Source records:
Start of Block

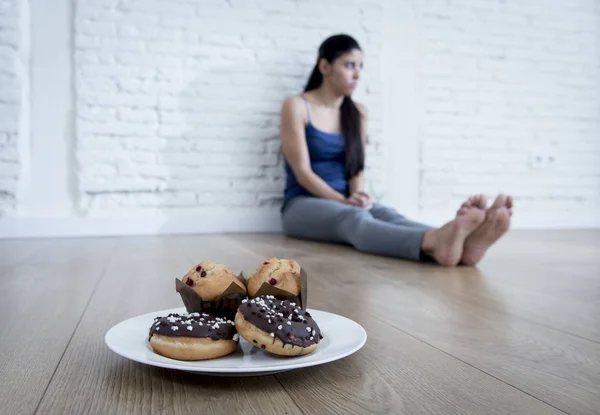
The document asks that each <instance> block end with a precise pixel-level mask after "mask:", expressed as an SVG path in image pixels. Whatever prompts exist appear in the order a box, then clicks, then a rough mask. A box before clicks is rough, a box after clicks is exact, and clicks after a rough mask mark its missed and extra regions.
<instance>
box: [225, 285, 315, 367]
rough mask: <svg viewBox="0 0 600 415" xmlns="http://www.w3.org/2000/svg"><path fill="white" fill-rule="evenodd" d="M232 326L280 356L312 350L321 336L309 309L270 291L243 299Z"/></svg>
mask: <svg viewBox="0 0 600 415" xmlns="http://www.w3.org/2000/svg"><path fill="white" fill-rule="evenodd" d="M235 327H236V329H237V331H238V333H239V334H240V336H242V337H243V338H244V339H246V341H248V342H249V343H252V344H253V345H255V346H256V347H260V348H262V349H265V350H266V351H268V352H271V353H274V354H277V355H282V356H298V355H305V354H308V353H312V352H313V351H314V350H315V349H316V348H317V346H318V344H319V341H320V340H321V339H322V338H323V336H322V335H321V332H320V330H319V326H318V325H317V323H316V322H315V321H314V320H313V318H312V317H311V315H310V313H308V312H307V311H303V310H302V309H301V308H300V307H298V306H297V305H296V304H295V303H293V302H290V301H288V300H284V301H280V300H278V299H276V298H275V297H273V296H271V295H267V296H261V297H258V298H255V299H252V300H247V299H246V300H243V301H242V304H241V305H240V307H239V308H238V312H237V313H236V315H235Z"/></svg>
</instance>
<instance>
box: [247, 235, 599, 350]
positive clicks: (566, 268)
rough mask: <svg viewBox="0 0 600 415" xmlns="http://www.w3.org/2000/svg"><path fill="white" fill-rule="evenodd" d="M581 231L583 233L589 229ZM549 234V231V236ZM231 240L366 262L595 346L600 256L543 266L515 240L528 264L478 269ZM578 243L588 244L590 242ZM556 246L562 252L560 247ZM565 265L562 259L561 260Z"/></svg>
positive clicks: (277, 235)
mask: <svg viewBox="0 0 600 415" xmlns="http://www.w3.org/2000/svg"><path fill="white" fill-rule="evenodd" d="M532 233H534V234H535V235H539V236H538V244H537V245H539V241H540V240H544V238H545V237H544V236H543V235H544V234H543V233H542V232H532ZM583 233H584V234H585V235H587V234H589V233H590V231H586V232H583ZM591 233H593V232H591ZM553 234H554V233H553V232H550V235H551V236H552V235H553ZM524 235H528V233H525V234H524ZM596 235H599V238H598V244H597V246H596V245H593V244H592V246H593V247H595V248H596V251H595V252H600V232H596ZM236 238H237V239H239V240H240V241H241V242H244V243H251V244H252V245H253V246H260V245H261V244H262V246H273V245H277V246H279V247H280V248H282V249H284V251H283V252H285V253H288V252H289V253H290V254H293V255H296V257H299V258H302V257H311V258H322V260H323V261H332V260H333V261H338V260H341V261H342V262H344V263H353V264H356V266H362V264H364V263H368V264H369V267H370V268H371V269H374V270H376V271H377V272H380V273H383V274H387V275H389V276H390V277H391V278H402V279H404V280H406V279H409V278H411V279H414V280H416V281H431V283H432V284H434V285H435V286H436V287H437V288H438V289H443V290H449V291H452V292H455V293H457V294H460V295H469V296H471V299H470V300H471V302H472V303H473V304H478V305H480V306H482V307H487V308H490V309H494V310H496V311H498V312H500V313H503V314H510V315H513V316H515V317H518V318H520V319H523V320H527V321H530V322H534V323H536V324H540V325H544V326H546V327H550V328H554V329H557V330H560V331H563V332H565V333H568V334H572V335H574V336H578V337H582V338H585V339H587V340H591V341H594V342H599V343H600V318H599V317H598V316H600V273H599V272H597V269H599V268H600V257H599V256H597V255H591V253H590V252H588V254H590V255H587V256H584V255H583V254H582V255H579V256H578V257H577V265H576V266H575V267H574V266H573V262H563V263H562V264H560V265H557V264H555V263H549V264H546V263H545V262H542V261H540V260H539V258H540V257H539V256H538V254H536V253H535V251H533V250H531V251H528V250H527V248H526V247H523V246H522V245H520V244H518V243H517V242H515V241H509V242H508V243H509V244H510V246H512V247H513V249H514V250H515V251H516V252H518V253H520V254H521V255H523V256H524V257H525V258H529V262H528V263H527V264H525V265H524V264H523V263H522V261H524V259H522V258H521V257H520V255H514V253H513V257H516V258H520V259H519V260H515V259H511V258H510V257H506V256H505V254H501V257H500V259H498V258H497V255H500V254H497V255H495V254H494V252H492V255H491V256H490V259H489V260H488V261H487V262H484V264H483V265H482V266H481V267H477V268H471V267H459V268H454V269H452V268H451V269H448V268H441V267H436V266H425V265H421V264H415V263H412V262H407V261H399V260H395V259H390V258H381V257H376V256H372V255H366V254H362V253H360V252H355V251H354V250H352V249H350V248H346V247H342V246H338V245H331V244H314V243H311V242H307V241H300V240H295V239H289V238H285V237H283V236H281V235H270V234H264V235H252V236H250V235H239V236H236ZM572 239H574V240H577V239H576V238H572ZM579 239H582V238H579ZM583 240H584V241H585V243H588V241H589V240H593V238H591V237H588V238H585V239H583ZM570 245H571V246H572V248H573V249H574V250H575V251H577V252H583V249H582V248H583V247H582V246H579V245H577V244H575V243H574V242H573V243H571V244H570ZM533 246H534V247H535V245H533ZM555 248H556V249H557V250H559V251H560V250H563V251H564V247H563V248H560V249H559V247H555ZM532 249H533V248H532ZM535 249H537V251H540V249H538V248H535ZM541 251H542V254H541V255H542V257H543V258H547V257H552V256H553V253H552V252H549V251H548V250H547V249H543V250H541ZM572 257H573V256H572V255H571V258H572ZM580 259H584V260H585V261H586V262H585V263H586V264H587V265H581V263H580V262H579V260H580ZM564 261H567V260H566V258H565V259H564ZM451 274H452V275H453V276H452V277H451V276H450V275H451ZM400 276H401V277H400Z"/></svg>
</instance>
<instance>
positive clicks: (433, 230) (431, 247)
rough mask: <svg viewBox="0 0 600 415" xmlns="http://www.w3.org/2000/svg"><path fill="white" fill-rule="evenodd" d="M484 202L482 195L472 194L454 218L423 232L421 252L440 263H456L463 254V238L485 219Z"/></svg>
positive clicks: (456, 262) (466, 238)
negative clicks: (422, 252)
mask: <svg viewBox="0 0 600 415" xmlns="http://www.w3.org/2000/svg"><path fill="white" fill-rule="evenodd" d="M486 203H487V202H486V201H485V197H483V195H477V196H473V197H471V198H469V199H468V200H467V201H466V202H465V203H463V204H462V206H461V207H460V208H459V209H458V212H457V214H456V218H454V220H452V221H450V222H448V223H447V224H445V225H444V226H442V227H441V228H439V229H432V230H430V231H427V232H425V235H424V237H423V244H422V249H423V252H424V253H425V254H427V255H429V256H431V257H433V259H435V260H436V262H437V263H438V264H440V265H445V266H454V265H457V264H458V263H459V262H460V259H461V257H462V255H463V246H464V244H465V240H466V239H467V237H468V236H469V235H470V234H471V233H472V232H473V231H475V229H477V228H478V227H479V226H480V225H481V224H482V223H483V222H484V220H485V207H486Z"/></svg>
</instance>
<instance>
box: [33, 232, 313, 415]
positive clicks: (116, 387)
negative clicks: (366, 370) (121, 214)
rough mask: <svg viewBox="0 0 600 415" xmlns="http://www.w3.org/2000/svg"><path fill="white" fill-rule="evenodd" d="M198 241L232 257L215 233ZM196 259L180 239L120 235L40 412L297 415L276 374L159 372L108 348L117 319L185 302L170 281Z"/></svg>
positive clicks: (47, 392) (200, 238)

End of Block

Exactly as written, give every entry again, but not the pictures.

The document asks that each <instance> block end with a precise pixel-level mask after "mask:", expressed as an SVG path in image pixels. Whatever prompts exist appear in the order a box, then clicks, then a rough mask. A box before clicks is rough, a box after clicks is exact, and clicks after a rough mask mark its missed and extra regions.
<instance>
box: [225, 285, 315, 367]
rough mask: <svg viewBox="0 0 600 415" xmlns="http://www.w3.org/2000/svg"><path fill="white" fill-rule="evenodd" d="M232 326L280 356L312 350L321 336L309 309L270 291L243 299Z"/></svg>
mask: <svg viewBox="0 0 600 415" xmlns="http://www.w3.org/2000/svg"><path fill="white" fill-rule="evenodd" d="M235 327H236V329H237V331H238V333H239V334H240V336H242V337H243V338H244V339H246V341H248V342H249V343H252V344H253V345H255V346H256V347H260V348H262V349H265V350H266V351H268V352H271V353H274V354H277V355H282V356H298V355H305V354H308V353H312V352H313V351H314V350H315V349H316V348H317V346H318V344H319V341H320V340H321V339H322V338H323V336H322V335H321V332H320V330H319V326H318V325H317V323H316V322H315V321H314V320H313V318H312V317H311V315H310V313H308V312H307V311H303V310H302V309H301V308H300V307H298V306H297V305H296V304H295V303H293V302H290V301H288V300H284V301H280V300H278V299H276V298H275V297H273V296H271V295H267V296H261V297H258V298H255V299H252V300H247V299H246V300H243V301H242V304H241V305H240V307H239V308H238V312H237V313H236V315H235Z"/></svg>
</instance>
<instance>
box: [247, 235, 599, 350]
positive clicks: (566, 268)
rough mask: <svg viewBox="0 0 600 415" xmlns="http://www.w3.org/2000/svg"><path fill="white" fill-rule="evenodd" d="M581 231L583 233L589 229ZM549 234V231V236ZM231 240L366 262L595 346L600 256L543 266L515 240L528 264L478 269ZM578 243L588 244L590 242ZM556 246L562 252L560 247ZM565 265L562 259L561 260Z"/></svg>
positive clicks: (277, 235)
mask: <svg viewBox="0 0 600 415" xmlns="http://www.w3.org/2000/svg"><path fill="white" fill-rule="evenodd" d="M532 233H534V234H535V235H539V236H538V244H537V245H539V241H540V240H544V238H545V237H544V236H543V235H544V234H543V233H542V232H532ZM583 233H584V234H585V235H587V234H589V233H590V231H586V232H583ZM591 233H593V232H591ZM553 234H554V233H553V232H550V235H551V236H552V235H553ZM524 235H528V233H525V234H524ZM596 235H599V238H598V244H597V246H596V245H593V244H592V246H593V247H595V248H596V251H595V252H600V232H596ZM236 238H237V239H239V240H240V241H241V242H244V243H251V244H252V245H253V246H260V245H261V244H262V246H273V245H277V246H279V247H280V248H282V249H284V251H283V252H285V253H288V252H289V253H290V254H293V255H296V257H299V258H302V257H311V258H322V260H323V261H332V260H333V261H338V260H341V261H342V262H344V263H353V264H356V266H362V264H364V263H368V264H369V267H370V268H371V269H374V270H376V271H377V272H380V273H383V274H387V275H389V276H390V277H391V278H402V279H404V280H406V279H409V278H411V279H414V280H416V281H431V283H432V284H434V285H435V286H436V287H437V288H438V289H443V290H449V291H452V292H455V293H457V294H460V295H469V296H471V299H470V300H471V302H472V303H473V304H478V305H480V306H482V307H487V308H490V309H494V310H496V311H498V312H500V313H503V314H510V315H513V316H515V317H518V318H520V319H523V320H527V321H530V322H534V323H536V324H540V325H544V326H546V327H550V328H554V329H557V330H560V331H563V332H565V333H568V334H572V335H574V336H578V337H582V338H585V339H587V340H591V341H594V342H599V343H600V318H599V317H598V316H600V273H599V272H597V269H599V268H600V257H599V256H597V255H591V253H590V252H588V254H590V255H587V256H584V255H583V254H582V255H579V256H578V257H577V265H576V266H575V267H574V266H573V262H563V263H562V264H560V265H557V264H555V263H549V264H546V263H545V262H542V261H540V260H539V258H540V257H539V256H538V254H536V253H535V251H533V250H531V251H528V250H527V248H526V247H523V246H522V245H520V244H518V243H517V242H515V241H509V242H508V243H509V244H510V246H512V247H513V249H514V250H515V251H516V252H518V253H520V254H521V255H523V256H524V257H525V258H529V262H528V263H527V264H525V265H524V264H523V263H522V261H524V259H522V258H521V257H520V255H514V253H513V257H516V258H520V259H519V260H515V259H511V258H510V257H506V256H505V254H501V257H500V259H498V258H497V255H500V254H497V255H495V254H494V252H492V255H491V256H490V259H489V260H488V261H487V262H484V264H483V265H482V266H481V267H477V268H471V267H459V268H454V269H452V268H451V269H448V268H441V267H436V266H425V265H421V264H415V263H412V262H407V261H399V260H395V259H390V258H381V257H376V256H372V255H366V254H362V253H360V252H355V251H354V250H352V249H350V248H346V247H342V246H338V245H331V244H314V243H311V242H307V241H300V240H295V239H289V238H285V237H283V236H281V235H270V234H264V235H252V236H250V235H239V236H236ZM572 239H574V240H577V239H576V238H572ZM579 239H582V238H579ZM583 240H584V241H585V243H588V241H589V240H593V238H591V237H588V238H585V239H583ZM570 245H571V246H572V248H573V249H574V250H575V251H577V252H583V249H582V248H583V247H582V246H579V245H577V244H575V243H574V242H573V243H571V244H570ZM533 246H534V247H535V245H533ZM555 248H556V249H557V250H559V251H560V250H563V251H564V247H563V248H560V249H559V247H555ZM532 249H533V248H532ZM535 249H537V251H540V249H538V248H535ZM541 251H542V254H541V255H542V257H543V258H547V257H552V256H553V253H552V252H549V251H548V250H547V249H543V250H541ZM572 257H573V256H572V255H571V258H572ZM580 259H584V260H585V261H586V262H585V263H586V264H587V265H581V263H580V262H579V260H580ZM564 261H567V260H566V258H565V259H564ZM451 274H452V275H453V276H452V277H451V276H450V275H451ZM400 276H401V277H400Z"/></svg>
</instance>
<instance>
positive clicks: (433, 230) (431, 247)
rough mask: <svg viewBox="0 0 600 415" xmlns="http://www.w3.org/2000/svg"><path fill="white" fill-rule="evenodd" d="M484 202L482 195L472 194L454 218L423 232L421 252L440 263H456L463 254V238L485 219Z"/></svg>
positive clicks: (456, 262) (466, 238)
negative clicks: (422, 252)
mask: <svg viewBox="0 0 600 415" xmlns="http://www.w3.org/2000/svg"><path fill="white" fill-rule="evenodd" d="M486 203H487V202H486V201H485V197H483V195H477V196H473V197H471V198H469V199H468V200H467V201H466V202H465V203H463V204H462V206H461V207H460V208H459V209H458V212H457V214H456V218H454V220H452V221H450V222H448V223H447V224H445V225H444V226H442V227H441V228H439V229H432V230H430V231H427V232H425V235H424V237H423V244H422V249H423V252H424V253H425V254H427V255H429V256H431V257H433V259H435V260H436V262H437V263H438V264H440V265H445V266H454V265H457V264H458V263H459V262H460V259H461V257H462V255H463V246H464V244H465V240H466V239H467V237H468V236H469V235H470V234H471V233H472V232H473V231H475V229H477V228H478V227H479V226H480V225H481V224H482V223H483V222H484V220H485V207H486Z"/></svg>
</instance>
<instance>
box: [33, 232, 313, 415]
positive clicks: (116, 387)
negative clicks: (366, 370) (121, 214)
rough mask: <svg viewBox="0 0 600 415" xmlns="http://www.w3.org/2000/svg"><path fill="white" fill-rule="evenodd" d="M198 241L232 257L215 233ZM196 259L180 239L120 235L40 412L297 415L276 374L159 372L108 348L117 319L185 302L170 281Z"/></svg>
positive clicks: (47, 392) (200, 238)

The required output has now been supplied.